> _GIVEN TASK_
Reproduce the entries below, switching every "if you would be so kind" to "please" and leaving everything else unchanged.

> _ROWS_
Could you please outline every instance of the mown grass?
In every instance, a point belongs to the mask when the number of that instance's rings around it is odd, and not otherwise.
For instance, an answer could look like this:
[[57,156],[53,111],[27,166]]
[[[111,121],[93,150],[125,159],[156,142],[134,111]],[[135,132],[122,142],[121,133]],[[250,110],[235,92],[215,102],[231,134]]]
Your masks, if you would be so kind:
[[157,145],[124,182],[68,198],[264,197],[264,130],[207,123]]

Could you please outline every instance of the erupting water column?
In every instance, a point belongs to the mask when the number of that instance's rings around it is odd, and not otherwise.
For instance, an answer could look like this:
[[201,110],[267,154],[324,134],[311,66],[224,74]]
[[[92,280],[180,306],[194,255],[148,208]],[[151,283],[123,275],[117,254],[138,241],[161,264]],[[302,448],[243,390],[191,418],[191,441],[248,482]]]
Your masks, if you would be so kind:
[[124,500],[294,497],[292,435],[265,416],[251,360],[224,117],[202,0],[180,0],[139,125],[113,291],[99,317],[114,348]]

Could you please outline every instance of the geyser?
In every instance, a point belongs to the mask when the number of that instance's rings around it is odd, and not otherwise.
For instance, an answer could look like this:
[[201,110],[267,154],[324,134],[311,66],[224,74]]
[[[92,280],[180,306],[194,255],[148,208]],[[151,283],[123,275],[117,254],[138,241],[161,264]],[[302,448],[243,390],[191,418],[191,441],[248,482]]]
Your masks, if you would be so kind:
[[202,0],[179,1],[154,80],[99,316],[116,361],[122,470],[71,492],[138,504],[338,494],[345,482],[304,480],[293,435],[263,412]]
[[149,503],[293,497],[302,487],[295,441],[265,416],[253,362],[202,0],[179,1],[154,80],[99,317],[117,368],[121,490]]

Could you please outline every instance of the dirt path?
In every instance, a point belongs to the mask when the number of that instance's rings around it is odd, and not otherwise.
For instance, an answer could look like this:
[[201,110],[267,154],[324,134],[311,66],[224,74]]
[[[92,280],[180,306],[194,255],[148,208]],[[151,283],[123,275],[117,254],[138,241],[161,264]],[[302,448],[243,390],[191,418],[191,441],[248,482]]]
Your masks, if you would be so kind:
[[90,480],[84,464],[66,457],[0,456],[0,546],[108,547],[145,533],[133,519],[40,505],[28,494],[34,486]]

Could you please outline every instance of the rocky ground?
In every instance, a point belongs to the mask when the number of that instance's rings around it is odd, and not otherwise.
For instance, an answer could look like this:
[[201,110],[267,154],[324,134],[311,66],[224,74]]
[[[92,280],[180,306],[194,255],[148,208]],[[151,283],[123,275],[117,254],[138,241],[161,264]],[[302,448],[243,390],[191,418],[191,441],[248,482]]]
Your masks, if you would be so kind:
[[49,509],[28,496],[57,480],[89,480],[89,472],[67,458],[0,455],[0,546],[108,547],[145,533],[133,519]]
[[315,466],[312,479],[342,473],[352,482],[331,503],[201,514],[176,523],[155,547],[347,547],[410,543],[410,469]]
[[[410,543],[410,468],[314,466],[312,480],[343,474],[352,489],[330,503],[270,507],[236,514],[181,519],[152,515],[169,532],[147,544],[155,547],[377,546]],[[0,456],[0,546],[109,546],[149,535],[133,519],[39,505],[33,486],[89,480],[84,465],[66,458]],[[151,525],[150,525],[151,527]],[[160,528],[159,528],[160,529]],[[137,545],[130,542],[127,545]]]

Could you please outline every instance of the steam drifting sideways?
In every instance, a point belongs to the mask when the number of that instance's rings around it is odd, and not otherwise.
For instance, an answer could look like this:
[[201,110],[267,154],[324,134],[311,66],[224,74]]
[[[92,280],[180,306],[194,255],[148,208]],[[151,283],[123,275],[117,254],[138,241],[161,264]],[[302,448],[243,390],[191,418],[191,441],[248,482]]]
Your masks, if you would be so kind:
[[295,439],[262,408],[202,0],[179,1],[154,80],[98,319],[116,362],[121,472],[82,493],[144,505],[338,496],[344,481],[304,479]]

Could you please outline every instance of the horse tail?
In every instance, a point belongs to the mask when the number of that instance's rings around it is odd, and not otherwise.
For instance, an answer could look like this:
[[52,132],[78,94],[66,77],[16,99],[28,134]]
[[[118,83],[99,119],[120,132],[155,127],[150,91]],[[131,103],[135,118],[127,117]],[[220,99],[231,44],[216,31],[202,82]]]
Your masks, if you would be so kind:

> _EXERCISE OUTPUT_
Could you please outline every instance of the mown grass?
In every instance, a point belongs to the mask when the number of that instance's rings around it is odd, and not otherwise.
For instance, an answer could look like this:
[[57,156],[53,111],[27,166]]
[[[111,121],[93,150],[125,159],[156,142],[134,111]],[[135,132],[122,142],[121,133]],[[250,110],[235,92],[215,102],[231,134]]]
Your masks, please:
[[157,145],[124,182],[68,198],[264,197],[264,130],[207,123]]

Could you please outline every instance of the erupting water column?
In every instance, a point belongs to the mask when the number of that instance's rings around it is odd, and not otherwise.
For instance, an answer could look like this:
[[201,110],[267,154],[324,134],[311,66],[224,74]]
[[[92,280],[180,306],[194,255],[148,208]],[[151,283],[123,275],[117,254],[138,241],[161,264]],[[302,448],[243,390],[191,418],[191,441],[248,482]]]
Your masks, please:
[[124,500],[294,497],[292,435],[265,416],[251,360],[224,117],[202,0],[180,0],[139,125],[113,291],[99,317],[114,348]]

Could you please outline every instance of the geyser?
In every instance, a point belongs to the mask when the number of that instance's rings around it is odd, and not otherwise.
For instance, an answer could look like this:
[[201,110],[267,154],[324,134],[311,66],[224,74]]
[[[92,280],[180,306],[194,255],[148,208]],[[151,283],[123,275],[117,254],[138,241],[161,264]],[[302,448],[243,390],[191,418],[191,441],[248,482]]]
Your masks, please:
[[202,0],[179,1],[154,80],[99,316],[116,361],[122,470],[71,492],[138,504],[338,494],[345,482],[304,480],[293,435],[263,412]]
[[149,503],[293,497],[302,487],[295,441],[265,416],[253,362],[202,0],[179,1],[154,80],[99,317],[117,368],[121,490]]

Could you please outline every instance of the dirt path?
In every instance, a point belongs to the mask when the number of that instance's rings around it is odd, and not otherwise.
For instance, an answer could look like this:
[[201,110],[267,154],[324,134],[311,66],[224,74]]
[[[92,280],[180,306],[194,255],[148,208]],[[151,283],[123,275],[117,254],[138,241],[161,264]],[[302,448],[243,390],[191,418],[191,441],[248,482]]]
Your masks, please:
[[90,480],[84,464],[66,457],[0,456],[0,546],[108,547],[145,533],[133,519],[40,505],[28,494],[34,486]]

Could you please outline every instance of the rocky ground?
In every instance, a point belongs to the mask when the number of that instance's rings around it is odd, and not otherwise.
For instance, an answer could look like this:
[[201,110],[267,154],[324,134],[311,66],[224,74]]
[[[92,280],[180,306],[194,255],[148,208]],[[151,283],[123,275],[117,254],[138,241],[161,264]],[[302,448],[243,390],[191,418],[191,441],[248,482]]]
Your masks, please:
[[49,509],[28,496],[57,480],[89,480],[89,472],[67,458],[0,455],[0,546],[108,547],[145,533],[133,519]]
[[315,466],[312,479],[342,473],[352,482],[331,503],[201,514],[176,523],[155,547],[347,547],[410,543],[410,469]]
[[[410,543],[410,468],[314,466],[312,480],[343,474],[352,489],[330,503],[270,507],[236,514],[181,519],[152,515],[169,532],[147,544],[155,547],[377,546]],[[0,456],[0,546],[109,546],[149,535],[133,519],[39,505],[33,486],[89,480],[84,465],[66,458]],[[151,525],[150,525],[151,527]],[[160,528],[159,528],[160,529]],[[137,545],[130,542],[127,545]]]

Could you please outline every instance of the steam drifting sideways?
In every instance, a point belongs to the mask when the number of that instance's rings around it is odd, and not otherwise.
For instance, an answer could look like this:
[[201,110],[267,154],[324,134],[311,66],[224,74]]
[[[92,280],[180,306],[194,255],[148,208]],[[151,283],[123,275],[117,254],[138,241],[161,264]],[[302,448],[243,390],[191,418],[191,441],[248,482]]]
Your masks, please:
[[295,439],[262,408],[202,0],[179,1],[154,80],[98,319],[116,362],[121,472],[82,493],[144,505],[338,496],[344,481],[304,479]]

Could you please outline every instance of the horse tail?
In every instance, a point belongs to the mask when the number of that instance's rings around it is odd, and not otherwise.
For instance, an answer could look like this:
[[52,132],[78,94],[66,77],[16,99],[28,134]]
[[[118,83],[99,119],[120,132],[155,127],[150,91]],[[131,103],[135,118],[127,117]],[[220,99],[231,44],[216,31],[202,82]]]
Your masks, please:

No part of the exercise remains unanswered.